Study text:
*** Begin section ***

Last Friday Ugandan athlete Julius Ssekitoleko was reported missing in Japan. The 20-year-old weightlifter arrived in the country last month but then failed to qualify for the Olympics. He was due to return to his home country on July 20 with his coach. However, a note was found in his hotel room in Izumisano, Osaka, saying that he wanted to work here as life in Uganda was hard. Ssekitoleko purchased a Shinkansen ticket for Nagoya, which boasts the second largest Ugandan community in Japan. On Monday, he was spotted on a surveillance camera at Nagoya Station. The following day, Osaka prefectural police confirmed that a man carrying the weightlifter’s ID card had been found in Yokkaichi, Mie Prefecture. “He has been located and is with the (unspecified) authorities in the office in Izumisano,” said UOC’s Secretary General, Beatrice Ayikoru. 

Olympic Worker Arrested for Alleged Rape at National Stadium 

A 30-year-old university student from Uzbekistan was arrested last Sunday after being accused of rape by a fellow staff member at the Olympic Stadium. The incident was said to have taken place last Friday around 9pm following the rehearsal of the opening ceremony. The accused was in the stadium to provide meals to the press. He has denied the accusation, saying the woman did not resist. The suspect arrived in Japan in 2014. He is currently on leave of absence from a university in Aichi Prefecture. It’s not the first Olympic-related arrest. Last week two British and two American electricians who came to work at the Games were arrested on suspicion of using cocaine. Drinking in Roppongi on July 2, one of the suspects trespassed at a nearby apartment. Police hurried to the scene and a subsequent drug test revealed cocaine use. All four denied the charges.

*** End section ***

Supplied records:

*** Begin section ***

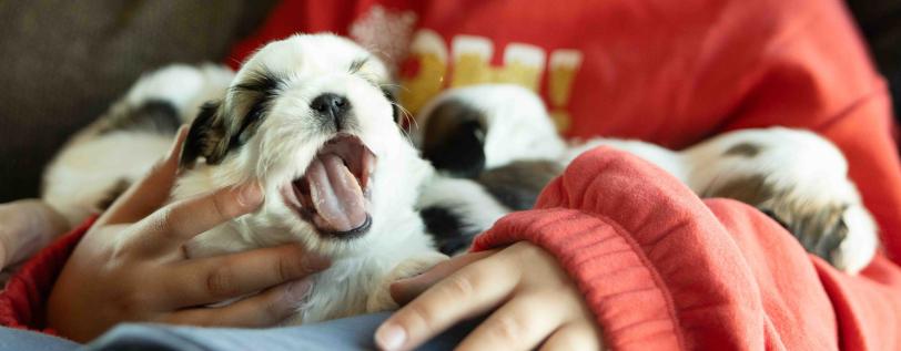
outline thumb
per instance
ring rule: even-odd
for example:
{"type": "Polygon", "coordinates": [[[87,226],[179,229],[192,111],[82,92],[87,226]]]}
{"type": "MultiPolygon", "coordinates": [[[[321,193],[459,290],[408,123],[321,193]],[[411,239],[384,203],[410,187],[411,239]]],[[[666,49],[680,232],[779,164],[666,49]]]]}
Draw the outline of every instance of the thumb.
{"type": "Polygon", "coordinates": [[[494,252],[495,251],[492,250],[457,256],[435,265],[435,267],[432,267],[432,269],[426,270],[422,275],[397,280],[391,285],[391,297],[394,299],[394,302],[404,306],[442,279],[449,277],[472,262],[492,256],[494,252]]]}

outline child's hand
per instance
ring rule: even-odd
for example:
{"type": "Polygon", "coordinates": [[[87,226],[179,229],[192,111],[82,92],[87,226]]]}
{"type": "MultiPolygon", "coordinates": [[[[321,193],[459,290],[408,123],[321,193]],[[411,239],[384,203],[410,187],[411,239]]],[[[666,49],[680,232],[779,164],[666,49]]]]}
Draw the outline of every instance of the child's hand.
{"type": "Polygon", "coordinates": [[[254,210],[263,196],[247,184],[161,208],[175,180],[180,142],[98,219],[69,258],[48,303],[49,324],[62,335],[87,341],[123,321],[273,326],[308,291],[310,282],[297,279],[328,265],[290,245],[185,258],[185,241],[254,210]],[[225,307],[203,307],[260,290],[225,307]]]}
{"type": "Polygon", "coordinates": [[[467,254],[392,286],[404,308],[375,333],[384,350],[411,350],[463,320],[493,311],[457,350],[599,350],[600,331],[557,260],[522,241],[467,254]],[[415,298],[415,299],[414,299],[415,298]]]}

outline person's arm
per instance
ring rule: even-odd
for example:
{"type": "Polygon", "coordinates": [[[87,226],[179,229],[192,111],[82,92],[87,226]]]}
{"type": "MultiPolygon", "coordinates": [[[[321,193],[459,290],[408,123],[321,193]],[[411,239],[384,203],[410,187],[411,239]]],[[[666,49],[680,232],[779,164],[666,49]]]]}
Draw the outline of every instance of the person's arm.
{"type": "MultiPolygon", "coordinates": [[[[878,258],[874,266],[884,280],[867,282],[874,292],[862,293],[865,289],[853,288],[853,282],[869,279],[822,264],[755,208],[726,199],[703,202],[664,171],[611,148],[578,157],[545,189],[535,209],[502,218],[477,238],[474,250],[478,252],[396,283],[395,299],[412,302],[382,326],[376,340],[399,328],[407,342],[387,349],[409,349],[456,321],[497,308],[494,313],[499,313],[506,301],[530,292],[512,289],[499,301],[482,302],[480,297],[497,293],[496,281],[512,275],[518,287],[551,266],[575,282],[604,345],[615,350],[757,350],[777,344],[830,350],[838,349],[839,340],[843,347],[860,345],[853,337],[861,327],[882,335],[881,345],[901,342],[890,332],[900,326],[884,318],[901,316],[901,296],[891,293],[901,291],[897,267],[878,258]],[[483,250],[505,252],[520,246],[507,245],[520,241],[555,260],[525,260],[502,270],[472,264],[484,261],[483,250]],[[824,289],[821,277],[838,287],[824,289]],[[426,298],[429,293],[446,298],[426,298]],[[883,318],[849,313],[834,302],[843,300],[879,310],[883,318]],[[852,318],[869,324],[849,322],[852,318]]],[[[536,335],[538,343],[554,340],[545,338],[557,330],[536,330],[541,326],[536,321],[545,311],[566,310],[569,291],[557,288],[556,297],[536,300],[533,312],[493,314],[489,320],[500,319],[500,327],[483,342],[525,350],[534,345],[524,342],[536,335]]],[[[574,340],[580,338],[585,333],[574,340]]]]}
{"type": "Polygon", "coordinates": [[[65,219],[40,199],[0,204],[0,269],[31,257],[68,229],[65,219]]]}
{"type": "Polygon", "coordinates": [[[265,327],[294,312],[310,291],[304,278],[327,267],[326,259],[294,245],[184,257],[185,240],[263,200],[249,183],[165,205],[185,131],[108,211],[26,264],[0,292],[3,326],[87,341],[123,321],[265,327]]]}

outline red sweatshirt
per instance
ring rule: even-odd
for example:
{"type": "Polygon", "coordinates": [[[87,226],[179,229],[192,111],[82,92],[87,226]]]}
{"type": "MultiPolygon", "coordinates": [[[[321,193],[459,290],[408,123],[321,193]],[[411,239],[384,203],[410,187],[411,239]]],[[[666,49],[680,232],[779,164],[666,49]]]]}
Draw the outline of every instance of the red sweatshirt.
{"type": "MultiPolygon", "coordinates": [[[[243,59],[293,32],[375,49],[414,112],[449,86],[539,92],[569,136],[685,147],[725,131],[788,125],[833,141],[881,227],[860,276],[836,271],[740,203],[701,200],[613,149],[570,165],[534,210],[476,250],[530,240],[578,282],[617,349],[901,349],[901,167],[889,100],[838,0],[286,0],[243,59]]],[[[0,296],[0,323],[41,328],[77,231],[0,296]]]]}

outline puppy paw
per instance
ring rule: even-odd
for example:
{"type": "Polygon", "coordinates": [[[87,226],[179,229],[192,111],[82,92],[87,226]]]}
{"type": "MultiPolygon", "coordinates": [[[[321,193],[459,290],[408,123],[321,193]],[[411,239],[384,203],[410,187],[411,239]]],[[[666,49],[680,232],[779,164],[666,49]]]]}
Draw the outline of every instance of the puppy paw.
{"type": "Polygon", "coordinates": [[[844,155],[821,136],[748,130],[727,133],[689,156],[703,159],[698,194],[757,207],[836,268],[857,273],[875,255],[875,223],[848,177],[844,155]]]}
{"type": "Polygon", "coordinates": [[[807,251],[842,271],[857,273],[870,264],[879,245],[877,226],[849,179],[811,187],[772,178],[742,177],[713,196],[757,207],[788,229],[807,251]]]}
{"type": "Polygon", "coordinates": [[[391,285],[401,279],[418,276],[447,259],[446,255],[425,252],[402,261],[382,279],[373,295],[366,300],[366,312],[396,310],[398,306],[391,297],[391,285]]]}

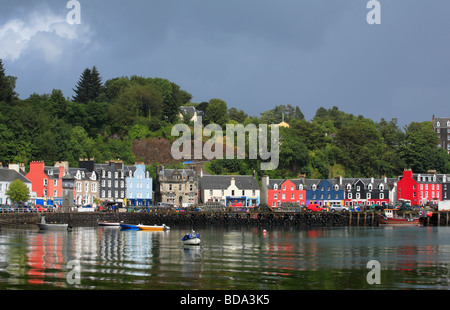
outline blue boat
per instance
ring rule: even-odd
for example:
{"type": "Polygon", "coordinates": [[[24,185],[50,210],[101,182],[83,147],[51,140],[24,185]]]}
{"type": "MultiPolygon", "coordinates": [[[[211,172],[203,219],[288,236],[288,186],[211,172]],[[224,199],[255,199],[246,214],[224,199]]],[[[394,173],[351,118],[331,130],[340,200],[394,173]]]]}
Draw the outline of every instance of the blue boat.
{"type": "Polygon", "coordinates": [[[200,234],[192,231],[190,234],[186,234],[183,238],[181,238],[183,244],[186,245],[199,245],[200,244],[200,234]]]}
{"type": "Polygon", "coordinates": [[[124,224],[124,223],[120,223],[120,228],[121,228],[121,229],[128,229],[128,230],[139,230],[139,228],[137,227],[137,225],[133,225],[133,224],[124,224]]]}

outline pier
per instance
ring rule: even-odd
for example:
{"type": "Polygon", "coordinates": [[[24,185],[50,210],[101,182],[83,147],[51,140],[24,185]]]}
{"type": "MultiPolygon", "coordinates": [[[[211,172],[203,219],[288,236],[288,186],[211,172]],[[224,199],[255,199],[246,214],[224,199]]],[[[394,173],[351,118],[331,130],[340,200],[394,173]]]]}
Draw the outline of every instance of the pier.
{"type": "MultiPolygon", "coordinates": [[[[146,225],[247,225],[337,227],[378,226],[375,212],[52,212],[52,213],[0,213],[0,225],[35,224],[45,216],[48,223],[69,223],[75,226],[96,225],[98,220],[146,225]]],[[[406,217],[416,217],[418,212],[405,212],[406,217]]],[[[433,212],[425,217],[424,226],[448,226],[450,212],[433,212]]]]}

*** End section ***

Assigned task 1: Set down the passage of the news text above from "A 30-year-old university" up to and including "denied the charges.".
Assigned task 2: Which days of the week does the news text above name?
Assigned task 3: According to the news text above, where was the man carrying the weightlifter's ID card found?

Task solution 1:
A 30-year-old university student from Uzbekistan was arrested last Sunday after being accused of rape by a fellow staff member at the Olympic Stadium. The incident was said to have taken place last Friday around 9pm following the rehearsal of the opening ceremony. The accused was in the stadium to provide meals to the press. He has denied the accusation, saying the woman did not resist. The suspect arrived in Japan in 2014. He is currently on leave of absence from a university in Aichi Prefecture. It’s not the first Olympic-related arrest. Last week two British and two American electricians who came to work at the Games were arrested on suspicion of using cocaine. Drinking in Roppongi on July 2, one of the suspects trespassed at a nearby apartment. Police hurried to the scene and a subsequent drug test revealed cocaine use. All four denied the charges.

Task solution 2: Friday, Monday, Sunday

Task solution 3: In Yokkaichi, Mie Prefecture.